» TASK REQUIREMENTS
Rewrite all of the material below as a numbered list, leaving out any blank lines.

» INPUT ROWS
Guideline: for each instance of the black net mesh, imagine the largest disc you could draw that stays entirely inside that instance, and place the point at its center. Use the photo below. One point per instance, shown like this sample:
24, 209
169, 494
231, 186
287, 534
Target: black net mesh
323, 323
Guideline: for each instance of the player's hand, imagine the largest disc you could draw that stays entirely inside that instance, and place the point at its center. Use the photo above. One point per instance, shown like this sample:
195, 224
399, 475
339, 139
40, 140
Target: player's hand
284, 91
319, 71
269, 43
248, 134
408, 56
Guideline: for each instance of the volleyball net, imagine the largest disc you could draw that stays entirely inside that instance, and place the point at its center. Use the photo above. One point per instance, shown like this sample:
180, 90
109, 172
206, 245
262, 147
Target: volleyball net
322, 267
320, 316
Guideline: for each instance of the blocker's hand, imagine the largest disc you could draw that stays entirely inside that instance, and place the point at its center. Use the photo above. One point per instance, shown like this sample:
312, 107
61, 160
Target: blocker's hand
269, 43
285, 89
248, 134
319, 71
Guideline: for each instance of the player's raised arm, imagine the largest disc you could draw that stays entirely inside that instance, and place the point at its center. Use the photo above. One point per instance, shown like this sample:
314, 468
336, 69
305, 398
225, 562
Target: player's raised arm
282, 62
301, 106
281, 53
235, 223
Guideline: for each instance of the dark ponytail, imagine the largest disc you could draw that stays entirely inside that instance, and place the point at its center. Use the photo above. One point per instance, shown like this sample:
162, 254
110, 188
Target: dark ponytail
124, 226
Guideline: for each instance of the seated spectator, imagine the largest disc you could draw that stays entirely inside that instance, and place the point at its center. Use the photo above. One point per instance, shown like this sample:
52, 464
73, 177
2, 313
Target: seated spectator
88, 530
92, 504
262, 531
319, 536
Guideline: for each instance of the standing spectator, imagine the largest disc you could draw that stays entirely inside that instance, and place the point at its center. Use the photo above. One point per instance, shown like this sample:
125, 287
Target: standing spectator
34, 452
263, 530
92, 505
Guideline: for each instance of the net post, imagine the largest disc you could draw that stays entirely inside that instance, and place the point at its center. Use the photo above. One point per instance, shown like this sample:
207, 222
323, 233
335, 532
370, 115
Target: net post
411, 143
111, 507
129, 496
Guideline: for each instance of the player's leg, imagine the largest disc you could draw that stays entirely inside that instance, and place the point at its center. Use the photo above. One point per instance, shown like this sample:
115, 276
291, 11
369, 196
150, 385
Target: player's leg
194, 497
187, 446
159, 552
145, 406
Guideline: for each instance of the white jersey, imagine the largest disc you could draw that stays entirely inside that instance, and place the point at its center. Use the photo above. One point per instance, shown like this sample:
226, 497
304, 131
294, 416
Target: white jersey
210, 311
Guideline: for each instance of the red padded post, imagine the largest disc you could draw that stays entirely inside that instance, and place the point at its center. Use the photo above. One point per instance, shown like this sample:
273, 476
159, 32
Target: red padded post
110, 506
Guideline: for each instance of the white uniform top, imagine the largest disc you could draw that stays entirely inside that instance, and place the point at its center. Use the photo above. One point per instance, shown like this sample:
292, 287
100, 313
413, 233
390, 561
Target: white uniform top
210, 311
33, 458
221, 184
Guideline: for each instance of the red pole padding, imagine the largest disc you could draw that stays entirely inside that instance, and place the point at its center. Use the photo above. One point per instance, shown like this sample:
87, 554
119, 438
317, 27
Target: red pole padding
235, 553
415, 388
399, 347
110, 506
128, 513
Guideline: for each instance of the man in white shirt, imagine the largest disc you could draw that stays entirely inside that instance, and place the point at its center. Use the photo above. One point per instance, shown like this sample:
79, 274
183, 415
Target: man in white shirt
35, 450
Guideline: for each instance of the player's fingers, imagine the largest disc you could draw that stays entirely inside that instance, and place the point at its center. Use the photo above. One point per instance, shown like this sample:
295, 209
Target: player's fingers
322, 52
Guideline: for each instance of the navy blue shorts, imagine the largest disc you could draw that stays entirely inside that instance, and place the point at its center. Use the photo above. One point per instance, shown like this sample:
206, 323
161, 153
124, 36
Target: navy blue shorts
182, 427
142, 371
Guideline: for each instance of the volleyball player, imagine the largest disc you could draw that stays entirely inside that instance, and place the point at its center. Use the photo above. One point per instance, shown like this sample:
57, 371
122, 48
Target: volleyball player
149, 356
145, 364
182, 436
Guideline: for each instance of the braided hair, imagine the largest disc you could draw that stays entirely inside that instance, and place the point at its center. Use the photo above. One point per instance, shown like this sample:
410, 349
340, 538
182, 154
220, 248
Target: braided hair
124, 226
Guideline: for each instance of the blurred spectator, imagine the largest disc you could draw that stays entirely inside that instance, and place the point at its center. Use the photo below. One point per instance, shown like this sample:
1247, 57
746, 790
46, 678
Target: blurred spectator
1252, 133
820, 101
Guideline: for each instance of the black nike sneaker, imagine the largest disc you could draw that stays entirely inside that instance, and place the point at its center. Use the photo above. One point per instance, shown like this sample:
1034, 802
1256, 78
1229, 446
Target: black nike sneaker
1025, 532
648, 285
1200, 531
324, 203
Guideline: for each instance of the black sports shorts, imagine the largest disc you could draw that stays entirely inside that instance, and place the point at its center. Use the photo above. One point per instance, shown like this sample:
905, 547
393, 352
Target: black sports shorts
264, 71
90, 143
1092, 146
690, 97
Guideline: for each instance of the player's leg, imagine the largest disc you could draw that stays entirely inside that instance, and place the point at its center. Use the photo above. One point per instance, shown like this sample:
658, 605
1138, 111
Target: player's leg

» RESULT OF THIS EXERCISE
1. Guideline: for each instance of the black net mesh, imagine the largest disc you could draw that stays entirely inside that instance, and place the point at its center. Use the photo below. One point per instance, shown like this sample:
2. 24, 209
3. 169, 494
4. 231, 186
5. 287, 534
6. Target: black net mesh
7. 323, 323
8. Guideline: for each instance of the player's hand, imagine the largest disc you could draw that stays entirely inside that instance, and place the point at its center. Use the photo above. One point per instance, shown like this sample:
9. 195, 224
10. 399, 475
11. 339, 139
12. 40, 140
13. Target: player's hand
14. 284, 91
15. 319, 71
16. 269, 43
17. 248, 134
18. 408, 56
19. Guideline: for each instance of the volleyball net, imagine the largest disc you could draw that stays entirely inside that instance, and place the point at its center. Use the photo above. One point per instance, shown like this sample:
20. 180, 90
21. 109, 172
22. 206, 245
23. 262, 147
24. Target: volleyball net
25. 322, 267
26. 320, 316
27. Guideline: for each instance of the blocker's hand, imagine the largest disc you could draw that stays entirely inside that instance, and place the point at its center. Use the photo above. One point per instance, shown like this sample:
28. 312, 107
29. 61, 160
30. Target: blocker's hand
31. 269, 43
32. 285, 89
33. 248, 134
34. 319, 71
35. Guideline: for each instance of the player's raised arm, imagine the largest disc you could draw that stays entirely inside that instance, and place the point at its center. Use the photo above. One point per instance, shown like this sample:
36. 314, 468
37. 336, 69
38. 305, 398
39. 225, 562
40. Target: player's raised arm
41. 282, 62
42. 301, 106
43. 281, 53
44. 235, 223
45. Guideline: for each instance of the dark ponytail, imagine the largest disc you could draw that stays entirely inside that instance, and place the point at its center. Use the photo above. One point per instance, shown like this sample:
46. 162, 254
47. 110, 188
48. Target: dark ponytail
49. 124, 226
50. Guideline: for each instance of the seated spectator, imagine the largest disc you could draw that stays entirely inside that instance, and place the point at its center. Use the photo above. One point per instance, shown like this sample:
51. 52, 464
52. 73, 177
53. 2, 313
54. Target: seated spectator
55. 88, 530
56. 92, 504
57. 262, 531
58. 319, 536
59. Guideline: for each instance of the standing spectator, imagine the largest disc you could draw that stays entirely inside that instance, and place the point at its center. Use the photo above. One point per instance, shown like this sample:
60. 125, 287
61. Target: standing spectator
62. 34, 452
63. 263, 530
64. 92, 505
65. Guideline: for each instance of the net post, imagine the largest disc you could draw that stays entirely inside that instance, and place the point at its center. Use the photo above. One point per instance, shown like this sample:
66. 207, 222
67. 323, 233
68. 335, 532
69. 370, 115
70. Target: net post
71. 411, 143
72. 111, 507
73. 129, 496
74. Guideline: for each instance of the player's leg, imagine the largest disc you could draw that stays entirely inside that instance, and place the point at its center. Use the photo above. One point per instance, shown like this sample:
75. 115, 276
76. 291, 11
77. 369, 196
78. 150, 385
79. Target: player's leg
80. 194, 497
81. 187, 446
82. 159, 552
83. 145, 406
84. Guideline: for each instance of the white jersey, imagine the largest disc you could draw that stays entirely inside that instance, and place the point at its center. Use the photo above. One point per instance, shown like this sample:
85. 226, 497
86. 304, 131
87. 294, 416
88. Target: white jersey
89. 210, 311
90. Guideline: for each instance of the red padded post, imagine the largest disc you could draw that stays entirely inside that instance, and place the point at its center. Use the photo above. One point per instance, shown like this sample:
91. 273, 476
92. 159, 32
93. Target: red padded post
94. 110, 506
95. Guideline: for each instance of the white uniform top, imagine the largest disc you could draw that stays entirely inside that instance, and place the point at its center. Use the photo above. One point per instance, shown like this sample:
96. 292, 287
97. 100, 313
98. 413, 233
99. 390, 561
100. Target: white uniform top
101. 210, 311
102. 33, 458
103. 221, 184
104. Guideline: for each instance of the red pole padding, imagine the largest disc you could draw that stays entirely inside that instance, and place the point at its center. Use the photo above. One point per instance, shown like this sample:
105. 87, 554
106. 119, 438
107. 317, 27
108. Target: red pole padding
109. 235, 553
110. 415, 388
111. 399, 347
112. 110, 506
113. 128, 513
114. Guideline: for each instance of the man in white shirt, imagine the largest disc you could draw that stays entirely inside that instance, and place the point at its center. Use the photo above. One point per instance, shown like this sample:
115. 79, 274
116. 183, 415
117. Target: man in white shirt
118. 35, 450
119. Guideline: for each instance of the player's fingers, imagine the largest disc you could draw that stays entirely inside that instance, and place the point at its center. Use the photo above. One point per instance, shown like this sample:
120. 295, 209
121. Target: player's fingers
122. 322, 52
123. Guideline: for each instance of the navy blue shorts, imagine the largest disc you could draw that stays entirely inside that instance, and place the point at its center. Use the photo above. One point per instance, shown like this sample:
124. 206, 323
125. 161, 153
126. 124, 36
127. Target: navy blue shorts
128. 182, 427
129. 142, 371
130. Guideline: for each instance of the volleyball player, imagine the largest disc you could draw that stays entirely inside that instance, and place the point at its center. Use the photo above. One point per instance, shown like this sample:
131. 57, 371
132. 122, 48
133. Target: volleyball player
134. 149, 356
135. 145, 364
136. 182, 436
137. Guideline: for each instance of the braided hair, imagine the largest disc you could draw that stays entirely inside that instance, and place the point at its center. Use the photo above. One point per instance, shown like this sample:
138. 410, 349
139. 340, 538
140. 182, 154
141. 220, 248
142. Target: braided hair
143. 124, 226
144. Guideline: for each instance of the blurred spectator, imagine the largest disc you could draw that stays entirely inside that instance, and place the point at its center. Use the photo below. One point per instance, shown like this sample:
145. 1247, 57
146. 746, 790
147. 46, 678
148. Target: blurred spectator
149. 1252, 133
150. 820, 101
151. Guideline: for each instance of the black nike sneaker, imagine the largest disc you could draw that stays entirely inside that instance, and place the point at its center. Use the photo above. One point per instance, shown like this sample:
152. 1034, 802
153. 1256, 78
154. 1229, 446
155. Target: black nike sneaker
156. 1025, 532
157. 648, 285
158. 1200, 531
159. 324, 203
160. Guideline: for each instance of the black sports shorts, imagine the largest disc you could draw that stays entirely inside that instance, and place the point at its center. Use the photo above. One point per instance, shown like this sample:
161. 905, 547
162. 393, 352
163. Target: black sports shorts
164. 264, 71
165. 90, 143
166. 1092, 146
167. 690, 97
168. Guideline: for each instance of the player's leg, imagine the largest disc you could draw that stays entirely inside that instance, and place the point at its center. Use the photo above. One point per instance, shown like this sample:
169. 658, 605
170. 1138, 111
171. Target: player's leg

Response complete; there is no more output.